• Text provided:
Peer Sahab’s Birthday

Saturdays, that are working, have some characteristic moods; a winding up rush, postponing (even slightly) demanding tasks to Mondays (no wonder why Mondays are cursed, always), just in time or even earlier than scheduled sign offs. The intention is very clear, to embrace the flavors of Sunday as soon as possible after an eventful week (the feeling stays exactly identical even in case of an uneventful week). Dear reader, this typical Saturday (off course working) I am talking about, was different. I had concluded my task table at work and there was nothing that could potentially involve me away from signing off on time, yet there was no intention at my end to leave office. The mood as I recall it was typically that of lingering on, maintaining the status-quo and other similar expressions likewise. Post hours I just aimlessly stayed back, met the evening shift teams, had some chit chat, conversing haphazardly with the staff and lingered on a bit more.

As I was there with my brains on a complete vacate, though somewhat physically involved in the surroundings, there came the event my subconscious in fact had awaited all this time. A tweet from a friend announcing the countdown to midnight. A brief conversation that ensued thereafter had all the ingredients to entice the heart into something though obscured but was destined to happen…

It was a simple exchange of words primarily conveying the impeding birthday of Sir Muhammad Iqbal that midnight (Iqbal Day). What made it special was the context in which a few phrases were exchanged and the person I was in conversation with. The reply “all of the above” and “Peer sahab’s birthday” and a few more conversational exchanges left me startled as these contained a degree of awareness on Iqbal that was far greater than normal and were sufficient to generate the waves at a typical frequency that tempted me to benefit from my tweep a bit further and eventually embrace Iqbal for the hours that were to follow. Things, though random in happenings, do have an underlying purpose. Dear readers, it was the inspiration in these magical words that chalked down a plan and pulled me out straight from my office to be in attendance with Sir Muhammad Iqbal by midnight, on the eve of his birthday.

• What the task requires: Condense the paragraph of the essay on Peer Sahab's birthday above that opens with "It was a simple exchange of words", keeping its main facts.

• Items:
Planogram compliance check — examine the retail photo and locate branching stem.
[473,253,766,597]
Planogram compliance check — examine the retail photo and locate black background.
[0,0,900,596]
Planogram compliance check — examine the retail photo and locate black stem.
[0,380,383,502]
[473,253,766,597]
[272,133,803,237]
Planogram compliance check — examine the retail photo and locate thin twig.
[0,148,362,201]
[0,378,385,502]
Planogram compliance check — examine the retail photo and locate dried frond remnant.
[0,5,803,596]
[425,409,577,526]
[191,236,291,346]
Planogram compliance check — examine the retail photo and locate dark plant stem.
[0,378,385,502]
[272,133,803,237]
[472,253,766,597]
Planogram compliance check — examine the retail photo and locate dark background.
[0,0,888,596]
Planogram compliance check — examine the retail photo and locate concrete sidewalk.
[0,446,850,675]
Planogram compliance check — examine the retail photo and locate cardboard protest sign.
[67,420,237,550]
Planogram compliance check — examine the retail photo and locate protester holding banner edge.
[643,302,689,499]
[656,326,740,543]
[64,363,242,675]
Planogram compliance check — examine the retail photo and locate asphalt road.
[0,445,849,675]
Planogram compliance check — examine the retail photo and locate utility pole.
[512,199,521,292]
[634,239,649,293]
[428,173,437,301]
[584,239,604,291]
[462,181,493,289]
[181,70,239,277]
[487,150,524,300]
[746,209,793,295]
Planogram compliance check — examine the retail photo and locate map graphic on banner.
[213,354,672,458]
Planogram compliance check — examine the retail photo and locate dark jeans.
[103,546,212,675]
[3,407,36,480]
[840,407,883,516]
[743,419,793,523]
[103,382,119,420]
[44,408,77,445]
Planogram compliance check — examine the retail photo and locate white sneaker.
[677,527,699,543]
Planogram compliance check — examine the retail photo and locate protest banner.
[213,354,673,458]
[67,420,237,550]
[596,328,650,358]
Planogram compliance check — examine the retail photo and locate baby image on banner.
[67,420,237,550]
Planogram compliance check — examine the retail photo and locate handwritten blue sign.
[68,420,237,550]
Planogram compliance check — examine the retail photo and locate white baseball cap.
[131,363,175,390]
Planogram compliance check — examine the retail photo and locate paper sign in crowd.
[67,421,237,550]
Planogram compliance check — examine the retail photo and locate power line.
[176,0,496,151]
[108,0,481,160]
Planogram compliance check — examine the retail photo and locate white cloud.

• Expected answer: The brief exchange concerned Sir Muhammad Iqbal's birthday at midnight (Iqbal Day), and it was made special by its context and by the person I was speaking with. Replies such as "all of the above" and "Peer sahab's birthday" showed an unusually deep awareness of Iqbal. They startled me and tempted me to learn more from my tweep and to spend the following hours with Iqbal. Random happenings have an underlying purpose. Those words inspired a plan that took me straight from my office to be with Sir Muhammad Iqbal by midnight on the eve of his birthday.